::: The data :::

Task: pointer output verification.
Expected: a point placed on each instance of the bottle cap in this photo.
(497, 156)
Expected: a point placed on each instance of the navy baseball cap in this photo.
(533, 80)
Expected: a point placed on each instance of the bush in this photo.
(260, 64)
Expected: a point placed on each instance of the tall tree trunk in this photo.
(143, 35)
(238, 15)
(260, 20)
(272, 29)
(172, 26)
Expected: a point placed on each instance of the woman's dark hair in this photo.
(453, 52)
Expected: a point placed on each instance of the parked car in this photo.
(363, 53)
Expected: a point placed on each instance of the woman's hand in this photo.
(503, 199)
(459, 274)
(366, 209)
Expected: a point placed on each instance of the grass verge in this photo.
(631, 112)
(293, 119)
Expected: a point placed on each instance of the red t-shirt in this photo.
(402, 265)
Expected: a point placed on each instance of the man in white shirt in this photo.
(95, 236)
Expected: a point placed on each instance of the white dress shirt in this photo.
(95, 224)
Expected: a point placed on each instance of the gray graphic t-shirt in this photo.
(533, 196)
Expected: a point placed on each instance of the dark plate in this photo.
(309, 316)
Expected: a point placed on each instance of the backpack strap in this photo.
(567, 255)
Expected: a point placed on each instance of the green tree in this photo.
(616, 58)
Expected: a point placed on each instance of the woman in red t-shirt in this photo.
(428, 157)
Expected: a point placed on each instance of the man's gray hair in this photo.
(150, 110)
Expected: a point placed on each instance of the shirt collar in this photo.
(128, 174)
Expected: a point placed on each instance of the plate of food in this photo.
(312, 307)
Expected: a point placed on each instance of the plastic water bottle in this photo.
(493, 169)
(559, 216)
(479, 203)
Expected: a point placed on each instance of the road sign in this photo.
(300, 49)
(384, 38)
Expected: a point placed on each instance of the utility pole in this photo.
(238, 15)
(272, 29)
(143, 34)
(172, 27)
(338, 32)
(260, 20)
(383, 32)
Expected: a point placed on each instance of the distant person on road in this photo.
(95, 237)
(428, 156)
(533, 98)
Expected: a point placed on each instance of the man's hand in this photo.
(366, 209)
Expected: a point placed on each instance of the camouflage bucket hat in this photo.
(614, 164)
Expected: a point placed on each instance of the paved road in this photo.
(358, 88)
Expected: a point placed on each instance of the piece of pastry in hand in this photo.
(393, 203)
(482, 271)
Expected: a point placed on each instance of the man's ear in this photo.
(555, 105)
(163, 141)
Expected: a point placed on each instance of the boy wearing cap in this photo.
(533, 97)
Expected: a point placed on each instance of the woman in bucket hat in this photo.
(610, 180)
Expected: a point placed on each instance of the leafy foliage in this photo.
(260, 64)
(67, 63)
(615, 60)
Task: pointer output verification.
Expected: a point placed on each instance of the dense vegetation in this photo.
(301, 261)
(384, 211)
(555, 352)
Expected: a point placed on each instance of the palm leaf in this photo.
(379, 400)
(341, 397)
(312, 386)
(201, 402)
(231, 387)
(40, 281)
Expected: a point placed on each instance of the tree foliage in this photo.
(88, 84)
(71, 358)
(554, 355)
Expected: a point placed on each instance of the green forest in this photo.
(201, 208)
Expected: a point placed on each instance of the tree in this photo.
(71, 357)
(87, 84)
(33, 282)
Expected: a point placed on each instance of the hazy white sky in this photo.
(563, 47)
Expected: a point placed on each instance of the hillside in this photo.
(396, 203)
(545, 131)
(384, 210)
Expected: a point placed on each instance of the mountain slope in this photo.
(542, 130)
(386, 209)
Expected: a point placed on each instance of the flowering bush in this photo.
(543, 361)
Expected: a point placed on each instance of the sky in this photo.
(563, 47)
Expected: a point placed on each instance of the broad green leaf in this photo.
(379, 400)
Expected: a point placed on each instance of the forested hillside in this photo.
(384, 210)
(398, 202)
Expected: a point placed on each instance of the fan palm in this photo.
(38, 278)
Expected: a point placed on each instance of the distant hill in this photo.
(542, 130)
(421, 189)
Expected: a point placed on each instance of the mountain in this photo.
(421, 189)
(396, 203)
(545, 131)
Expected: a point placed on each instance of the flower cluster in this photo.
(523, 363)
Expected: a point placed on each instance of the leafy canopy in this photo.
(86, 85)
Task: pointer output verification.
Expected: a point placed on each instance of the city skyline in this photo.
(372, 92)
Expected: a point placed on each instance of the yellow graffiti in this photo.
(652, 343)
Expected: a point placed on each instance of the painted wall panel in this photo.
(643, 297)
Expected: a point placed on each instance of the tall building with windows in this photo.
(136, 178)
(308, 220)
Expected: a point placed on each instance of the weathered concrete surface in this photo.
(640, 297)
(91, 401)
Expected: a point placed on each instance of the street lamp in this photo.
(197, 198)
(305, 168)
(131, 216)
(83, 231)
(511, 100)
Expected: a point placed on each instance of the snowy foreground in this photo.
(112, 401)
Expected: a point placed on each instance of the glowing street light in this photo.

:::

§ What to work on:
Rewrite all the entries above, swapping "instance" for "occurrence" wherever it appears and leaving everything else as it is.

§ Finished answer:
Task: pointer output verification.
Expected: a point placed on each occurrence of the bottle cap in this photo.
(497, 156)
Expected: a point placed on each occurrence of the navy baseball cap in this photo.
(533, 80)
Expected: a point placed on each occurrence of the bush in this photo.
(260, 64)
Expected: a point placed on each occurrence of the tall tree trunk in this photo.
(143, 35)
(238, 15)
(260, 20)
(272, 29)
(172, 26)
Expected: a point placed on each occurrence of the woman's dark hair in this photo.
(453, 52)
Expected: a point placed on each occurrence of the parked car in this photo.
(363, 53)
Expected: a point placed on each occurrence of the woman's hand in this photo.
(503, 199)
(459, 274)
(366, 209)
Expected: a point placed on each occurrence of the grass verge in this photo.
(631, 112)
(293, 119)
Expected: a point placed on each occurrence of the red t-shirt in this photo.
(402, 265)
Expected: a point placed on each occurrence of the man in white shirt in this photo.
(95, 236)
Expected: a point placed on each occurrence of the white dress shirt in this photo.
(95, 224)
Expected: a point placed on each occurrence of the gray graphic t-shirt in this photo.
(533, 196)
Expected: a point placed on each occurrence of the dark plate in this photo.
(309, 316)
Expected: a point placed on each occurrence of the backpack strap in this photo.
(567, 255)
Expected: a point placed on each occurrence of the green tree in this photo.
(616, 58)
Expected: a point placed on each occurrence of the woman in red t-shirt in this photo.
(428, 157)
Expected: a point placed on each occurrence of the man's gray hair in this photo.
(150, 110)
Expected: a point placed on each occurrence of the shirt collar in this photo.
(128, 174)
Expected: a point placed on each occurrence of the plate of food in this photo.
(312, 307)
Expected: a point placed on each occurrence of the plastic water bottle in this photo.
(493, 169)
(559, 216)
(479, 203)
Expected: a point placed on each occurrence of the road sign in this photo.
(300, 49)
(384, 38)
Expected: a point placed on each occurrence of the utility pole in this photo.
(238, 15)
(272, 29)
(143, 34)
(172, 27)
(338, 32)
(260, 20)
(383, 32)
Expected: a point placed on each occurrence of the distant person on road in this photo.
(95, 237)
(428, 156)
(533, 98)
Expected: a point placed on each occurrence of the man's hand in this photo.
(366, 209)
Expected: a point placed on each occurrence of the camouflage bucket hat in this photo.
(614, 164)
Expected: a point placed on each occurrence of the paved road in this photo.
(358, 88)
Expected: a point placed on each occurrence of the piece of pastry in hand in this photo.
(393, 203)
(482, 271)
Expected: a point placed on each occurrence of the man's ear in this photo.
(555, 105)
(163, 141)
Expected: a point placed on each occurrence of the boy wearing cap in this photo.
(533, 97)
Expected: a point placed on each occurrence of the woman in bucket hat in this photo.
(610, 180)
Expected: a point placed on each occurrence of the leafy foliage in this photo.
(260, 64)
(67, 63)
(615, 60)
Task: pointer output verification.
Expected: a point placed on each occurrence of the dense vegetation in this photo.
(301, 261)
(384, 211)
(555, 352)
Expected: a point placed on each occurrence of the palm leaf in this photo.
(379, 400)
(341, 397)
(312, 386)
(201, 402)
(231, 387)
(40, 281)
Expected: a point placed on each occurrence of the tree foliage in this photo.
(88, 84)
(71, 358)
(554, 355)
Expected: a point placed on each occurrence of the green forest in this photo.
(201, 208)
Expected: a point placed on each occurrence of the tree in this photo.
(71, 357)
(87, 84)
(33, 282)
Expected: a point placed on each occurrence of the hazy white sky in this photo.
(563, 47)
Expected: a point placed on each occurrence of the hillside in this photo.
(396, 203)
(545, 131)
(384, 210)
Expected: a point placed on each occurrence of the mountain slope in this photo.
(542, 130)
(386, 209)
Expected: a point placed on each occurrence of the flowering bush in this photo.
(543, 361)
Expected: a point placed on each occurrence of the sky in this photo.
(563, 47)
Expected: a point placed on each occurrence of the broad green leaf in this photo.
(379, 400)
Expected: a point placed on each occurrence of the forested hillside in this photo.
(384, 210)
(398, 202)
Expected: a point placed on each occurrence of the fan palm in this photo.
(38, 278)
Expected: a point placed on each occurrence of the distant hill in this photo.
(542, 130)
(421, 189)
Expected: a point placed on each occurrence of the mountain in this photo.
(421, 189)
(396, 203)
(545, 131)
Expected: a point placed on each occurrence of the flower cluster in this photo.
(523, 363)
Expected: a point placed on each occurrence of the leafy canopy in this photo.
(86, 85)
Task: pointer output verification.
Expected: a point placed on each occurrence of the city skyline in this photo.
(372, 92)
Expected: a point placed on each occurrence of the yellow graffiti in this photo.
(652, 343)
Expected: a point placed on each occurrence of the painted wall panel in this photo.
(643, 297)
Expected: a point placed on each occurrence of the tall building with windows in this photo.
(136, 178)
(308, 220)
Expected: a point placed on each occurrence of the weathered concrete surface in this photo.
(640, 297)
(91, 401)
Expected: a point placed on each occurrence of the street lamp in this photo.
(197, 198)
(305, 168)
(131, 216)
(83, 231)
(511, 100)
Expected: a point placed on each occurrence of the snowy foreground in this photo.
(112, 401)
Expected: a point placed on each occurrence of the glowing street light in this photo.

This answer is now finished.